Sigue causando controversia. “El gran problema cuando se programa Otello es la cuestión racial. […] ¿Por qué se nos permite, en este mundo woke , seguir haciendo una ópera como esta, en la que un hombre negro es representado por un hombre blanco? En la industria del espectáculo algo así ya no es admisible. Pero esta ópera parece escaparse del radar, probablemente porque es tan maravillosa que no podemos privarnos de ella. ¿Hasta cuándo será así? No lo sé”.

Lo dijo David Alden, director de escena, tan pronto le dieron la palabra en la rueda de prensa que arrancaba esta temporada del Teatro Real. Al instante, Nicola Luisotti, el responsable de la dirección musical de esta producción, reclamó el turno de réplica. “El problema no es el color, es social. Él viene del norte de África y ella es una chica veneciana. Él tiene 45 años y ella, 25. Él no acepta la posibilidad de que ella pueda irse con otro hombre, y desde aquí abrimos otro tema: el del feminicidio. Hay un feminicidio sobre el escenario. Él no mata a Desdémona por motivos raciales, sino porque cree que la ha traicionado con otro chico. Otello es un loco que mata para nada, como sucede hoy. No es una historia de otro tiempo, sino actual”.

No sé si Luisotti trataba de disipar los escrúpulos morales que puede despertarnos esta ópera relativizando el problema racial, pero su panorama me parece más espeluznante que el expuesto por Alden. Es cierto que Verdi y su libretista, Arrigo Boito, relajaron los pasajes racistas en su adaptación del texto de Shakespeare. Lo hicieron suprimiendo el primer acto de la tragedia, en el que Otello y la noble Desdémona se casan en secreto, para espanto de la aristocracia veneciana, que saluda a los recién casados con toda clase de improperios.

-=-=-=-=-

• [INSTRUCCIONES]: Repite íntegro y sin ningún cambio el fragmento de arriba sobre el Otello del Teatro Real.

• [MATERIAL DE PARTIDA]:

-=-=-=-=-

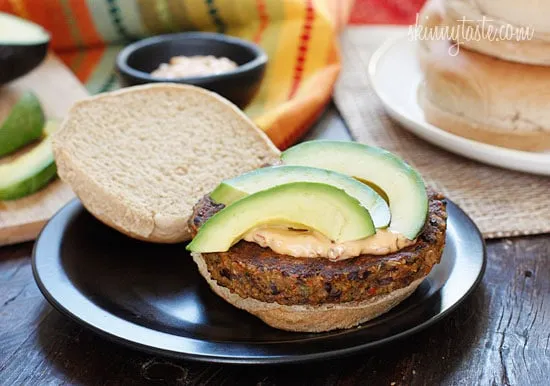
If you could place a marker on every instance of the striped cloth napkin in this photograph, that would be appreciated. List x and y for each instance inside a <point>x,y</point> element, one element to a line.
<point>299,36</point>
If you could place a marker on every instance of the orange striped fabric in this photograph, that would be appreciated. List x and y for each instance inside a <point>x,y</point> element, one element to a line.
<point>299,36</point>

-=-=-=-=-

• [SOLUCIÓN ESCRITA]:
Sigue causando controversia. “El gran problema cuando se programa Otello es la cuestión racial. […] ¿Por qué se nos permite, en este mundo woke , seguir haciendo una ópera como esta, en la que un hombre negro es representado por un hombre blanco? En la industria del espectáculo algo así ya no es admisible. Pero esta ópera parece escaparse del radar, probablemente porque es tan maravillosa que no podemos privarnos de ella. ¿Hasta cuándo será así? No lo sé”.

Lo dijo David Alden, director de escena, tan pronto le dieron la palabra en la rueda de prensa que arrancaba esta temporada del Teatro Real. Al instante, Nicola Luisotti, el responsable de la dirección musical de esta producción, reclamó el turno de réplica. “El problema no es el color, es social. Él viene del norte de África y ella es una chica veneciana. Él tiene 45 años y ella, 25. Él no acepta la posibilidad de que ella pueda irse con otro hombre, y desde aquí abrimos otro tema: el del feminicidio. Hay un feminicidio sobre el escenario. Él no mata a Desdémona por motivos raciales, sino porque cree que la ha traicionado con otro chico. Otello es un loco que mata para nada, como sucede hoy. No es una historia de otro tiempo, sino actual”.

No sé si Luisotti trataba de disipar los escrúpulos morales que puede despertarnos esta ópera relativizando el problema racial, pero su panorama me parece más espeluznante que el expuesto por Alden. Es cierto que Verdi y su libretista, Arrigo Boito, relajaron los pasajes racistas en su adaptación del texto de Shakespeare. Lo hicieron suprimiendo el primer acto de la tragedia, en el que Otello y la noble Desdémona se casan en secreto, para espanto de la aristocracia veneciana, que saluda a los recién casados con toda clase de improperios.